Passage shown:
[Start of Attachment]
‘Death Stranding’ Review-In-Progress: The Slog Of Slogs

Death Stranding Review
Credit: Kojima Productions

Death Stranding is a very strange game. I’m fascinated by it but I’m not at all sure that I actually like playing it. It’s not just that it isn’t fun. It often feels like a chore, like the game is doing its level best to keep you from having a good time.

Maybe that’s the point?

As the headline suggests, this is not a complete review, but rather a review-in-progress. I have two reasons for this.

First, I can’t play this game in long stretches. I’ve never been a “fast” reviewer, preferring to take my time with games. This is one that requires lots of time and a great deal of patience.

And since I’m possibly a little OCD when it comes to completionist stuff, I find myself getting off-track from the main story frequently and spending a lot of time delivering stuff, or building stuff, that I don’t really need to in order to pen a review. I can’t help myself.

Second, I want to play the game “in the wild” for a bit before giving it a score. Yes, there have been reviewers and other players out there in the game during the review period, but this is just a small sampling of how many players will be out there after launch. What will the game look like then? It’s an asynchronous multiplayer game, meaning other players’ structures, cargo and so forth will appear in your game and yours in theirs. You can help them deliver stuff for you. I think the only way to review a game like this–or any multiplayer game–is to test it in real world conditions.

So there are my reasons and here are my impressions of the game’s early hours. I’ll continue to post over the coming days (weeks?) until I’ve finished the game and fully absorbed its story/mechanics/etc. and post a final arbitrary number as a score at the end of all that.

I think this will be an interesting test of what it means to be a video game critic. The thing is, I don’t really like Death Stranding. But....

It’s grown on me–I’ve certainly left behind the “I hate this game with a passion” phase–but I haven’t ever said to myself “Boy I sure am glad I’m reviewing this game!”

It is fascinating, however. It’s strangely engrossing.

Loading up your cargo, figuring out how much you can carry and where to go first, and what you’ll need to get there. Every delivery is a puzzle. The right tools for the grueling, brutal terrain make all the difference. And patience. You’ll need that in spades. The story, also, with all its vagueness and bombastic nonsense and ridiculous Hideo Kojima ticks. It’s undeniably interesting–and just as confusing. This is Kojima unchained. It’s honestly a shame that the fascinating story wasn’t paired with a better video game with actually good combat. We’ll get to combat in a minute.

First, let’s talk about terrain.

I’ve never played a game with such an emphasis on terrain before. The Legend Of Zelda: Breath Of The Wild had some interesting terrain mechanics, but this goes far beyond anything in that or any other game. The rocky, despairing landscape of Sam Porter Bridges’ America is simply a nightmare to get across, whether on foot or in the vehicles you encounter, all of which are infuriatingly ill-suited to traversing rocks, ditches, cliffs steep embankments, narrow streams and all the rest.
[End of Attachment]
According to the Death Stranding review, what type of multiplayer game is Death Stranding? The records that come next are a separate set of material.

(Stored items)
[Start of Attachment]
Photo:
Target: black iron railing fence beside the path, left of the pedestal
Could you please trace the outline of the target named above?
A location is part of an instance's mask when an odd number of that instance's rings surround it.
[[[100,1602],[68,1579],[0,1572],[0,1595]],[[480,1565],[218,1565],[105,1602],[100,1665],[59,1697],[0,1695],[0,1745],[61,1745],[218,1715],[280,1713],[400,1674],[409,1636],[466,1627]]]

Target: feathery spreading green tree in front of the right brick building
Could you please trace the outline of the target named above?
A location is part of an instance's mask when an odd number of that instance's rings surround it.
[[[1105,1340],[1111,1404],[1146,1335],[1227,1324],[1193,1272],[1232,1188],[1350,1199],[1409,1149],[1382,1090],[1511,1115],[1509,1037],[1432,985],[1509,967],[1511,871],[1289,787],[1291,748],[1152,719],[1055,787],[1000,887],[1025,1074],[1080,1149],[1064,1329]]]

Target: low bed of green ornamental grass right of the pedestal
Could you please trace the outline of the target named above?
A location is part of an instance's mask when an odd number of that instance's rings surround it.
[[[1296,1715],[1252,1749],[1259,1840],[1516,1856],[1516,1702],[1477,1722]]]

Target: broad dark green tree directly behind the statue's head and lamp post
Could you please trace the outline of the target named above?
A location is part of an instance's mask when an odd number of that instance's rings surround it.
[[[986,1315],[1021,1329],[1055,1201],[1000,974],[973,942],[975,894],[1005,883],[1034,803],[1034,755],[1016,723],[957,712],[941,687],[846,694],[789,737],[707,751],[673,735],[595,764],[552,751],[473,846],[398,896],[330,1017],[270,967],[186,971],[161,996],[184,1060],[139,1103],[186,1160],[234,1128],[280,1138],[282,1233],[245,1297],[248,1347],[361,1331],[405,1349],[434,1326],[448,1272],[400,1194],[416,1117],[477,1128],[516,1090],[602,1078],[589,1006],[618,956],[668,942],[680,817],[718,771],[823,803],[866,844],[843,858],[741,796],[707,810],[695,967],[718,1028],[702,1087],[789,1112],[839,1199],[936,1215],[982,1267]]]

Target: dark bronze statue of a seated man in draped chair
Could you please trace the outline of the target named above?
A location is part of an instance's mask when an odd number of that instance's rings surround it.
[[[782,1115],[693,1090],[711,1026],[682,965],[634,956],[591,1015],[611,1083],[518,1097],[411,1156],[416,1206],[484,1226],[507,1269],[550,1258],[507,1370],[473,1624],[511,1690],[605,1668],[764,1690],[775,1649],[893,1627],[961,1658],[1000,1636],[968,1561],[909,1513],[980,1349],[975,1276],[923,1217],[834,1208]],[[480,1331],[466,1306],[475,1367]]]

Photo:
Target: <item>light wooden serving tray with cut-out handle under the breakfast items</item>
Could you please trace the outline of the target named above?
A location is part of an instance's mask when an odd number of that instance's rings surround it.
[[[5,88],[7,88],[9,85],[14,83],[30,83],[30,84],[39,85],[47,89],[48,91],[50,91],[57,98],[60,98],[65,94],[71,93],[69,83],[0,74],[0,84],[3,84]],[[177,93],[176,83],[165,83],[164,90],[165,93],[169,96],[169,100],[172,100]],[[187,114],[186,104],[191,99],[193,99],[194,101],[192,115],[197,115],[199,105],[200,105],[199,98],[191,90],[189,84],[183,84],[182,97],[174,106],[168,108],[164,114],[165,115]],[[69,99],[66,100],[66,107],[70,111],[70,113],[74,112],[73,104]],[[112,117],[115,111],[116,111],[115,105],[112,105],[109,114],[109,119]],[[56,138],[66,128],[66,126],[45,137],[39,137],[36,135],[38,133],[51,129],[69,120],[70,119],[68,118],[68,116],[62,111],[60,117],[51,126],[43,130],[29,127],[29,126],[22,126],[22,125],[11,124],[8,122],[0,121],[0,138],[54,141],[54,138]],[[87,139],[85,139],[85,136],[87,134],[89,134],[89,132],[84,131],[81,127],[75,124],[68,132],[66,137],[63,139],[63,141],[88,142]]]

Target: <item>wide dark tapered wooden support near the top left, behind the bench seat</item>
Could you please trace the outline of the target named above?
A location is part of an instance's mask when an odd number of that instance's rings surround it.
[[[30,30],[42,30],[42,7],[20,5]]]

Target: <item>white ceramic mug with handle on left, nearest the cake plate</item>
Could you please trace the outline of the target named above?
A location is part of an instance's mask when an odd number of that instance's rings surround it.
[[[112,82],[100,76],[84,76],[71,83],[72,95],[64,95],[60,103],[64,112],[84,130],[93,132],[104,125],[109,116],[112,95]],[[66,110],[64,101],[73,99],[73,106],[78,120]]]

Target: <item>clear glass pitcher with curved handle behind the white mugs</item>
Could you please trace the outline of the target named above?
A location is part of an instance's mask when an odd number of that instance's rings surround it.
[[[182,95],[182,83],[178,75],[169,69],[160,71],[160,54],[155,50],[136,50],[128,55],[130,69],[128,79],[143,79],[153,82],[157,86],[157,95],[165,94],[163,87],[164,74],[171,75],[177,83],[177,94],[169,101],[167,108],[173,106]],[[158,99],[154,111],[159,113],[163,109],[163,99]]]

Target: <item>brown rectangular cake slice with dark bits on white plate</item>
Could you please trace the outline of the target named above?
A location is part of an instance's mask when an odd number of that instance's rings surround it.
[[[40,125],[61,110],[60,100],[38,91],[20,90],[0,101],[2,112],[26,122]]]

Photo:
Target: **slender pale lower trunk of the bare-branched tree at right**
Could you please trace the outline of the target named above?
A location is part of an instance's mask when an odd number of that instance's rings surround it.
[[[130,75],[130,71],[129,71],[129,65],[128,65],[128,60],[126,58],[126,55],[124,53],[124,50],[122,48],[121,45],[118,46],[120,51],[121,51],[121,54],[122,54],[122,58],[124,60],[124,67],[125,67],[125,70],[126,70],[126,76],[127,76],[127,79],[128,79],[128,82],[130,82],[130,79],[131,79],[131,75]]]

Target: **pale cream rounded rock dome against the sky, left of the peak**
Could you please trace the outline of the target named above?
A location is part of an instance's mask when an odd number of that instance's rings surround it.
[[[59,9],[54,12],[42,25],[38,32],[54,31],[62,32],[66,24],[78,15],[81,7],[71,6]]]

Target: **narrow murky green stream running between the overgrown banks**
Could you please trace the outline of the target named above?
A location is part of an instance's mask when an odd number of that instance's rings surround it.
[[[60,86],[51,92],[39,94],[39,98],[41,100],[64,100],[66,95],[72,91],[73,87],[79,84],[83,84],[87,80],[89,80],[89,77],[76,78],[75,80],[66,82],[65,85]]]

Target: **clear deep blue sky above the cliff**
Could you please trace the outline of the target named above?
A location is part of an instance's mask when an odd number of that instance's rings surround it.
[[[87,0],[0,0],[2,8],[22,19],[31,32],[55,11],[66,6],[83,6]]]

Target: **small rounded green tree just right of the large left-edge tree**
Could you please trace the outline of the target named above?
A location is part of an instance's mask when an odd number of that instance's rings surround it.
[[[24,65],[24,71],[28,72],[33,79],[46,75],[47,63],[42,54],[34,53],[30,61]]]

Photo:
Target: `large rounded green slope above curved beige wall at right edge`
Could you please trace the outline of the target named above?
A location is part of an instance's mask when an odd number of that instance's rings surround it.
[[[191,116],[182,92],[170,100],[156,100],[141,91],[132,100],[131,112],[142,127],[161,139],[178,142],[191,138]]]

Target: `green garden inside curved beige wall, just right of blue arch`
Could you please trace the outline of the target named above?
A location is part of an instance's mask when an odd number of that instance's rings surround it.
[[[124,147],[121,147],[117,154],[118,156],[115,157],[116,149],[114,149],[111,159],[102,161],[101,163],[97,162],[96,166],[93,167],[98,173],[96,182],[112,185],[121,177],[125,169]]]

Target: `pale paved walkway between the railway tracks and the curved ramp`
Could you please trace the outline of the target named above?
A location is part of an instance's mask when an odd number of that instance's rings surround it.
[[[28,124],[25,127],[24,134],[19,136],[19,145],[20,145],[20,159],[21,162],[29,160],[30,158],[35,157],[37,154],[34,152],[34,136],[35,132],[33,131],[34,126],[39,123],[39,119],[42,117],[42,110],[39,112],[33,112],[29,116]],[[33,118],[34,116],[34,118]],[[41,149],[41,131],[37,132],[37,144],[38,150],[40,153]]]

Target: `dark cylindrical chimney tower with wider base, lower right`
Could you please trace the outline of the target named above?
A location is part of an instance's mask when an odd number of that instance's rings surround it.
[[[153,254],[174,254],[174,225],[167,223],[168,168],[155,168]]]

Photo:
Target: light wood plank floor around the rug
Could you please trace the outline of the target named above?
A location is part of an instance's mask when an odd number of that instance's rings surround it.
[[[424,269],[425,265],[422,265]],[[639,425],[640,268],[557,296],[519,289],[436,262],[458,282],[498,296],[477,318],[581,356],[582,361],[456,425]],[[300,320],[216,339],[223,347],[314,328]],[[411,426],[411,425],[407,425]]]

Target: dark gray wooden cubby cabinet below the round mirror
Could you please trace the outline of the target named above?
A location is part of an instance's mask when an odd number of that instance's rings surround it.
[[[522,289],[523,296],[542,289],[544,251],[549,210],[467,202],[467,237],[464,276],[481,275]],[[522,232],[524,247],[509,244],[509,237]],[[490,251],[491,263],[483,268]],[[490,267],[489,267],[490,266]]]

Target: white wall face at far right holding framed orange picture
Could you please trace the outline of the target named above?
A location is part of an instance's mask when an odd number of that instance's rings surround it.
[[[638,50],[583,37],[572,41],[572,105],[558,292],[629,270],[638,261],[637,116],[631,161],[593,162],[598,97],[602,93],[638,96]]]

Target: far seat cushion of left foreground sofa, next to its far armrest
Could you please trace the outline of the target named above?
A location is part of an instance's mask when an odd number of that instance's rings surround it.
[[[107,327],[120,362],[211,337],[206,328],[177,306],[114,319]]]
[End of Attachment]
Response for this exercise: An asynchronous multiplayer game.